_DATA EXTRACT_
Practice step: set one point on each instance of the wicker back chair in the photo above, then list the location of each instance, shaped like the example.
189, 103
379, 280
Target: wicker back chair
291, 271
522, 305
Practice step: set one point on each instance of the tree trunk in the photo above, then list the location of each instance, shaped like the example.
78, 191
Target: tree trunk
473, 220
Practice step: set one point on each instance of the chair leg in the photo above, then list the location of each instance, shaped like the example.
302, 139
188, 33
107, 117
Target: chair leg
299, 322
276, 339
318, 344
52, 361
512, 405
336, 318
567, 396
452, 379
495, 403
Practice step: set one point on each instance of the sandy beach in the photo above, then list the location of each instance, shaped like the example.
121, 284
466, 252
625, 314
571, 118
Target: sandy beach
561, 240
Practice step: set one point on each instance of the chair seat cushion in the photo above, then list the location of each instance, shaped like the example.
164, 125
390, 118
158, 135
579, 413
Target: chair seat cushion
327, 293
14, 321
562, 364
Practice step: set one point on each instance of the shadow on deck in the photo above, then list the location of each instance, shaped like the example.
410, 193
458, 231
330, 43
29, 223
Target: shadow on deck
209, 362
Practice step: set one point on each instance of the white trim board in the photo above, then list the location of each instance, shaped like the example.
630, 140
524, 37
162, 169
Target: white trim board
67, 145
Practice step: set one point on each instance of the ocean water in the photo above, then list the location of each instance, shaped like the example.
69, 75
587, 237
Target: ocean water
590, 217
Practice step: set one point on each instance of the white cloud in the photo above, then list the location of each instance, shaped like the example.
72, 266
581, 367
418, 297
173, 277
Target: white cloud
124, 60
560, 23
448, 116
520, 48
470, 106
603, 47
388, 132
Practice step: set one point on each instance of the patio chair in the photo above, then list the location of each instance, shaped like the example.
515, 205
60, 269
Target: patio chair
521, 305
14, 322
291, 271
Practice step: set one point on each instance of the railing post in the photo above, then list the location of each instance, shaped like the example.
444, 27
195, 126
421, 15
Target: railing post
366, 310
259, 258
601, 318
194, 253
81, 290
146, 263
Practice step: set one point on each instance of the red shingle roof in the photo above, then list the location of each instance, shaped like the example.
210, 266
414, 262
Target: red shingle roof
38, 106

_WHAT TO DO_
Copy out the material above in its entirety, exactly.

_SOLUTION FOR THIS EXERCISE_
Practice step: set one point on each instance of the wicker back chair in the photo above, then list the location of each instance, shaped like the example.
189, 103
379, 280
Target: wicker back chair
291, 271
522, 305
Practice step: set one point on each instance of the tree trunk in the photo above, then list the location of each instance, shaped like the example.
78, 191
Target: tree trunk
473, 220
Practice step: set one point on each instance of the chair leg in the photo above, then list the location of each instance, shaped like the example.
302, 139
188, 33
107, 117
Target: chair leg
299, 322
276, 339
318, 344
52, 361
512, 405
336, 318
567, 396
452, 379
495, 403
Practice step: set one point on each instance of the sandy beach in the photo above, then list the location of each instance, shaped like the example.
121, 284
466, 252
625, 314
571, 118
Target: sandy beach
561, 240
Practice step: set one point on each instance of the chair seat cushion in the photo above, then list the location of each instance, shaped like the example.
164, 125
390, 118
158, 135
579, 413
Target: chair seat cushion
327, 293
14, 321
562, 364
Practice step: set one point on each instance of the shadow on deck in the photo above, then list the location of each instance, shaped like the example.
410, 193
458, 231
330, 43
29, 223
Target: shadow on deck
209, 362
Practice step: set one point on each instance of the white trim board in the photo above, then list the location of each instance, shaped like the example.
630, 140
524, 37
162, 169
Target: white trim board
67, 145
Practice step: set one point on each instance of the ocean water in the photo above, then list the location of each instance, shaped like the example.
69, 75
587, 237
Target: ocean water
590, 217
Practice step: set one point on each instance of the white cloud in the photo above, then list the location of each instance, shaped like the example.
72, 266
581, 367
418, 297
173, 277
Target: white cloud
124, 60
560, 23
448, 116
520, 48
470, 106
603, 47
388, 132
Practice step: set one point on each instance of the patio chair in the photo above, then list the location of each instance, shaped like the example.
515, 205
60, 269
Target: patio chair
521, 305
14, 322
291, 271
Practice step: set one point on each instance of the railing post in the photo above, then list the location of each instance, shaped like the example.
444, 27
195, 126
421, 15
Target: railing post
366, 310
259, 258
601, 318
194, 253
81, 290
146, 263
Practice step: set one point on each instance of the red shingle roof in the photo above, then list the location of each instance, shaped like the example.
210, 266
414, 262
Target: red shingle roof
38, 106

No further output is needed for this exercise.